╔══
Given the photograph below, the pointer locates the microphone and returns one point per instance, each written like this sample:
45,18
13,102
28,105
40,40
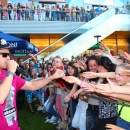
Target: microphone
20,70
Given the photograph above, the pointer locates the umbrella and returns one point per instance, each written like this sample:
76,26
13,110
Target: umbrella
21,46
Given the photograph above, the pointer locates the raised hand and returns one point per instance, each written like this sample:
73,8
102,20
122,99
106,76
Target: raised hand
12,65
126,56
89,75
88,87
70,79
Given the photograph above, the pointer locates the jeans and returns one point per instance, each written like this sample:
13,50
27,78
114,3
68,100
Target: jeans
91,118
123,124
49,107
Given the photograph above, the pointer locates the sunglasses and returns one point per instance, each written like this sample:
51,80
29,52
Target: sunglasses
4,54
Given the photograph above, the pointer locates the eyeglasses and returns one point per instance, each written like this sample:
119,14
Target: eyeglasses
4,54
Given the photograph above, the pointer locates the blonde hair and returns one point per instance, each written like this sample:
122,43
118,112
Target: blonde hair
125,66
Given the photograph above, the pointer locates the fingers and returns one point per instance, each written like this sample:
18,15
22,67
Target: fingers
110,126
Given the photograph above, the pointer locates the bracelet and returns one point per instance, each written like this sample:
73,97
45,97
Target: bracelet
81,83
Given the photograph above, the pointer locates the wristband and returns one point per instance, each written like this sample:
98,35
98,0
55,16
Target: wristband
81,83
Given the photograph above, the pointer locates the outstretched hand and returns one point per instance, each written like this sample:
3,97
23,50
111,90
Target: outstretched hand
88,87
89,75
58,74
70,79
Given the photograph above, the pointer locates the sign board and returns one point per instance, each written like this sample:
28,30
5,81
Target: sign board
19,54
22,51
100,2
55,1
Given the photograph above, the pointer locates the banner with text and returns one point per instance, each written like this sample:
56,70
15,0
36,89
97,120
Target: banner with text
59,1
100,2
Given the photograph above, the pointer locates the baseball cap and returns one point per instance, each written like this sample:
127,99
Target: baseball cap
3,45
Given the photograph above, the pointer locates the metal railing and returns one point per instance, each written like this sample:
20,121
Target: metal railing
53,15
69,37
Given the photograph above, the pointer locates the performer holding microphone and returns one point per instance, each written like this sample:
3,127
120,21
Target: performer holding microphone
9,86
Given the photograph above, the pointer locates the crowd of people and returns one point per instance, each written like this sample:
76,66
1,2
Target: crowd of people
93,94
46,13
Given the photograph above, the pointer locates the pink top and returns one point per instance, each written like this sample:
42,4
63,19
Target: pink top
8,110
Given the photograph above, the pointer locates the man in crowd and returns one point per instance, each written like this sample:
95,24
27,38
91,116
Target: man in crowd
10,84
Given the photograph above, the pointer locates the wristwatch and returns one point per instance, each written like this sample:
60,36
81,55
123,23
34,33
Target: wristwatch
8,73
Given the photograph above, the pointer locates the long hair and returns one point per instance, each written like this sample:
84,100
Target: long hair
71,64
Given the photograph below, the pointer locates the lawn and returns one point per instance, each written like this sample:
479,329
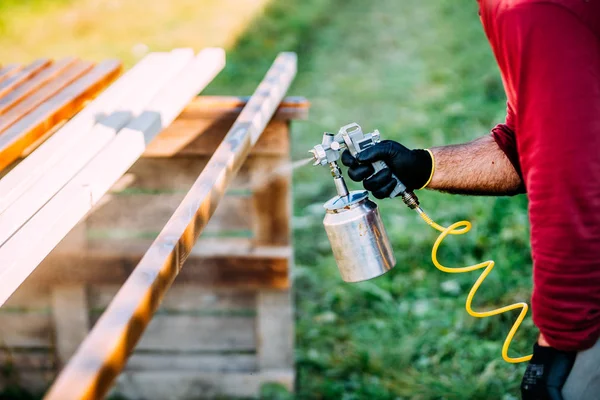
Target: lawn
422,73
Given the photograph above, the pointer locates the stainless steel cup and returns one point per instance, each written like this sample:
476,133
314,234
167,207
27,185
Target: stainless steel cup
358,238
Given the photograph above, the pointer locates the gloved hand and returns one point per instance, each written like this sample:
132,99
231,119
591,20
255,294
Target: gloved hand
413,167
546,373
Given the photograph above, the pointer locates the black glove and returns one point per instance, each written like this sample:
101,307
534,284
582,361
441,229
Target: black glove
546,373
412,167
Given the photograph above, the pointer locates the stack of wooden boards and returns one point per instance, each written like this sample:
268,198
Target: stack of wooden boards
227,326
36,97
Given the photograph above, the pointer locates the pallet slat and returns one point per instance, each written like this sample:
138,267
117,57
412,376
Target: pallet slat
24,74
86,377
148,213
130,105
9,100
21,111
194,385
64,104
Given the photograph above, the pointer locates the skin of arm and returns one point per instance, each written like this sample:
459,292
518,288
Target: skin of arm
478,167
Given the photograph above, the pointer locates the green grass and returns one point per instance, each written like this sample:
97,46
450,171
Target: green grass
422,73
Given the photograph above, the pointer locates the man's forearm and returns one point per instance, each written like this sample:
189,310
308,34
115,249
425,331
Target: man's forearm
479,167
╚══
▸ Task to complete
Give back exactly the lines from the line containing "Given the photograph above, the pointer locates the stack" to the end of the entries, and no other lines.

▸ Task result
Given the photograph above, the pointer locates the stack of wooden boards and returns one point per instance, each written like this sample:
268,198
Target: stack of wooden boards
227,326
36,97
Given the photograph above, the pointer locates the pallet slat and returns one point per instance, each written like this sample:
138,267
117,57
412,376
Target: pallet slat
24,74
86,377
148,213
130,105
9,100
21,111
194,385
64,104
Given the photograph above, the pointer locates the skin of arm and returns one point per instance, each written like this sample:
459,292
518,288
Target: skin of arm
478,167
Given the photograph above, the pointer locates the green grass and returns one point per instance, each written like this sample:
97,46
450,171
Target: green grass
422,73
Given the photograph above, the pointer locates the man's forearm and returns one point per instance, each written like this sample:
189,310
308,34
115,249
425,331
Target: man's forearm
479,167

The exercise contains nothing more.